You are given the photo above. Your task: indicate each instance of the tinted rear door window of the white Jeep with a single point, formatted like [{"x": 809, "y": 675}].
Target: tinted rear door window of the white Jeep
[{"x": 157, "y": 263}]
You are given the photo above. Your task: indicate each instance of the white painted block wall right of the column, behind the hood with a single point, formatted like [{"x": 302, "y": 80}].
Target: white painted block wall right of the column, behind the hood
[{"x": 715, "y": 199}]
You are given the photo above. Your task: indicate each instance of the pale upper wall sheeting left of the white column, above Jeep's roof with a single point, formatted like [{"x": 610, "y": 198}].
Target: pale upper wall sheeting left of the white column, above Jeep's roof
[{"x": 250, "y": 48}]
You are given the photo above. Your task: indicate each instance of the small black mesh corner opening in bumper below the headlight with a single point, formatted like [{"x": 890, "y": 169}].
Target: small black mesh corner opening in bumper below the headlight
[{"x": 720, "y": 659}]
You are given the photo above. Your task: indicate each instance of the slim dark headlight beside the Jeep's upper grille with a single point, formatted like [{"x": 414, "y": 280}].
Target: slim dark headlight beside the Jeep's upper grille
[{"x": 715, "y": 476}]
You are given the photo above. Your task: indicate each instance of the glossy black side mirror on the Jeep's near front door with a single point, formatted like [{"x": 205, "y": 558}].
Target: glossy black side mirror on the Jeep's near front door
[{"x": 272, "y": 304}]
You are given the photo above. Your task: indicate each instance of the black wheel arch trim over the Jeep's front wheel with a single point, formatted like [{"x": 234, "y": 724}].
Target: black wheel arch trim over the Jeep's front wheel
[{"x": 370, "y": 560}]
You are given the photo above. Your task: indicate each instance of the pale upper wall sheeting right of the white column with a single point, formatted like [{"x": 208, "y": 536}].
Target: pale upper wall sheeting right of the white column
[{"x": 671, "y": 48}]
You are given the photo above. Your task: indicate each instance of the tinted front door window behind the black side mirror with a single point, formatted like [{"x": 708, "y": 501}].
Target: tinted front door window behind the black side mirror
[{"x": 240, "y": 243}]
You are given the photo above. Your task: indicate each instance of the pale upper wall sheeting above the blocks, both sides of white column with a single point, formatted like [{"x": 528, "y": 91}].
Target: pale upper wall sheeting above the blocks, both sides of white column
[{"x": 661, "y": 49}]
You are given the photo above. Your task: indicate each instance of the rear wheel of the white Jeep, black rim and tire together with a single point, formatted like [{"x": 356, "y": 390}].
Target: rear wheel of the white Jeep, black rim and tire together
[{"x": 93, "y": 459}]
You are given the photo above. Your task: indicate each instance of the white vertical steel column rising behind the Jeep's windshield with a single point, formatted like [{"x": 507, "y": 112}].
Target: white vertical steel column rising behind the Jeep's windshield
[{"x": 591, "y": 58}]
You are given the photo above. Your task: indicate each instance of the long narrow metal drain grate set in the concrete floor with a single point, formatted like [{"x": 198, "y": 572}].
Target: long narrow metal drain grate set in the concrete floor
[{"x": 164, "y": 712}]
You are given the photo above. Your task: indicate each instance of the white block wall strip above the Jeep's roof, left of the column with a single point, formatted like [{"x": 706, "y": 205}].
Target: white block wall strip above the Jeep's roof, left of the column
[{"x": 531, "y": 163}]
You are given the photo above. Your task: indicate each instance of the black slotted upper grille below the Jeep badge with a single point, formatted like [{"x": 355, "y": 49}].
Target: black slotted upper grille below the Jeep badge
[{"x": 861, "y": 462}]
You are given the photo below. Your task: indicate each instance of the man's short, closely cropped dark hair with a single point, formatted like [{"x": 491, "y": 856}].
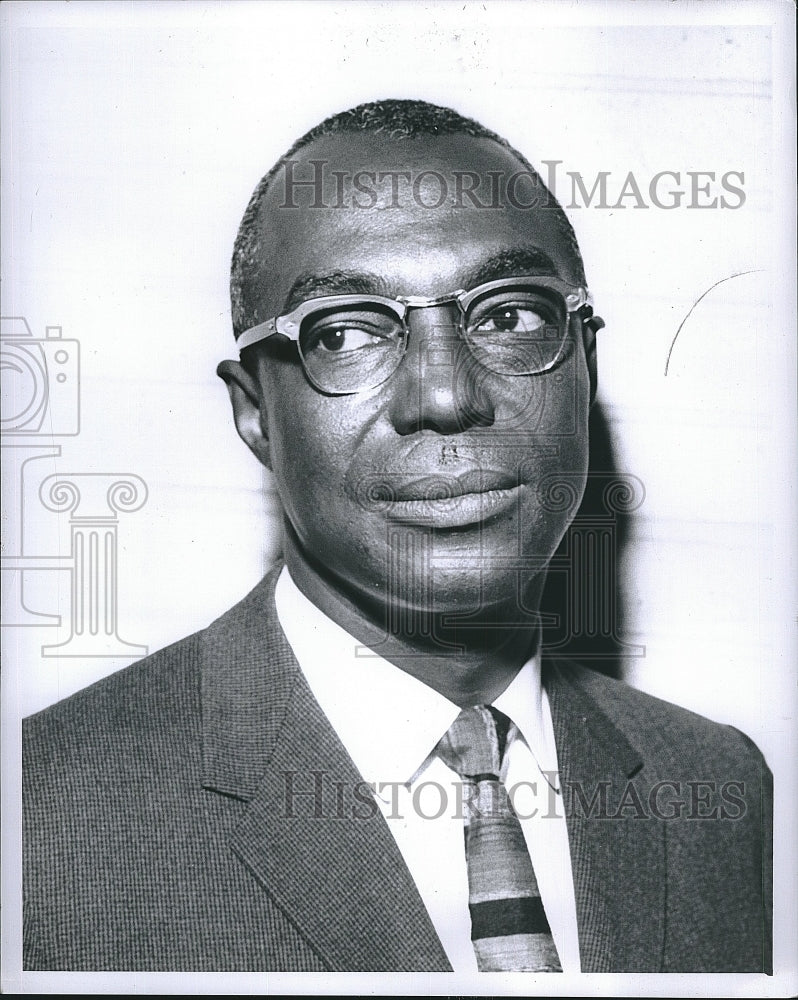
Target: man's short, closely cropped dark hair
[{"x": 396, "y": 119}]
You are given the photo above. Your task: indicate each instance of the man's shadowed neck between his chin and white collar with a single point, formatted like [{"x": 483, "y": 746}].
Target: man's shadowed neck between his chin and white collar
[{"x": 469, "y": 665}]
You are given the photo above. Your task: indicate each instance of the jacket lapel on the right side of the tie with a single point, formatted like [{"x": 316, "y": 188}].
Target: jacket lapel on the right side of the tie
[{"x": 618, "y": 856}]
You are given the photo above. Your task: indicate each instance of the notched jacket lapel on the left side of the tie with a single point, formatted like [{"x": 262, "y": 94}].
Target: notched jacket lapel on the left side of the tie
[{"x": 312, "y": 834}]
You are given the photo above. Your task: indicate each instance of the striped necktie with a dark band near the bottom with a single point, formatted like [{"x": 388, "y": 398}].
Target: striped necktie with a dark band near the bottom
[{"x": 509, "y": 929}]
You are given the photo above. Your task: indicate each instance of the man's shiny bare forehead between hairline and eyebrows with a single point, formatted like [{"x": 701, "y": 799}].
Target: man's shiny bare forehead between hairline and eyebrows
[{"x": 400, "y": 209}]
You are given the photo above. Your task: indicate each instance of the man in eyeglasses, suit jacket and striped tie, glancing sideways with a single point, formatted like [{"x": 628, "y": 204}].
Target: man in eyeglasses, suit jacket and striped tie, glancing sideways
[{"x": 418, "y": 363}]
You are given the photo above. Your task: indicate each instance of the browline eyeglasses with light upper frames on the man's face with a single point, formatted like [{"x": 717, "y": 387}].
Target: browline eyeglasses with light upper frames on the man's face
[{"x": 353, "y": 343}]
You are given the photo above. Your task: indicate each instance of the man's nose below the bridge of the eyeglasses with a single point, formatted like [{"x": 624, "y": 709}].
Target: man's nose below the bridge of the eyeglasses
[{"x": 439, "y": 386}]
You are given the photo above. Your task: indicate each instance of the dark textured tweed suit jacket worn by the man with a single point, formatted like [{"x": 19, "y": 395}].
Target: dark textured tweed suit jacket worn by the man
[{"x": 158, "y": 833}]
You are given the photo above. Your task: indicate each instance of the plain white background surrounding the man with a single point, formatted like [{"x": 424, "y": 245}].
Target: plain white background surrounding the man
[{"x": 133, "y": 136}]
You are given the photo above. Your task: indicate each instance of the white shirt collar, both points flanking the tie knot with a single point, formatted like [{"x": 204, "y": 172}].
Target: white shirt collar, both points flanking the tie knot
[{"x": 388, "y": 721}]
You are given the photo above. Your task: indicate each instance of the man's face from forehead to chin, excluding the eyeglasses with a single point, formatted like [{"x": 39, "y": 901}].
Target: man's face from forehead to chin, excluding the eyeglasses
[{"x": 360, "y": 475}]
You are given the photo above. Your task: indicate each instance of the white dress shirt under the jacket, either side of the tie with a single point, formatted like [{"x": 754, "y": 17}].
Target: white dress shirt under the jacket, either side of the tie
[{"x": 390, "y": 722}]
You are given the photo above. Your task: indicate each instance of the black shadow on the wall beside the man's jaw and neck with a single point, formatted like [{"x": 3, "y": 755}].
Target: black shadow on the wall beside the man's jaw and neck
[{"x": 584, "y": 600}]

Prompt:
Reproduce the entries above exactly, but only the lines between the line holding "Target: jacket lapel" and the line holding "of the notched", inclusive.

Result of this exercise:
Target: jacket lapel on the right side of the tie
[{"x": 618, "y": 856}]
You are given the photo above. Your task: indicate each instance of the notched jacket lapel on the left side of the tie with a single point, formatted like [{"x": 262, "y": 94}].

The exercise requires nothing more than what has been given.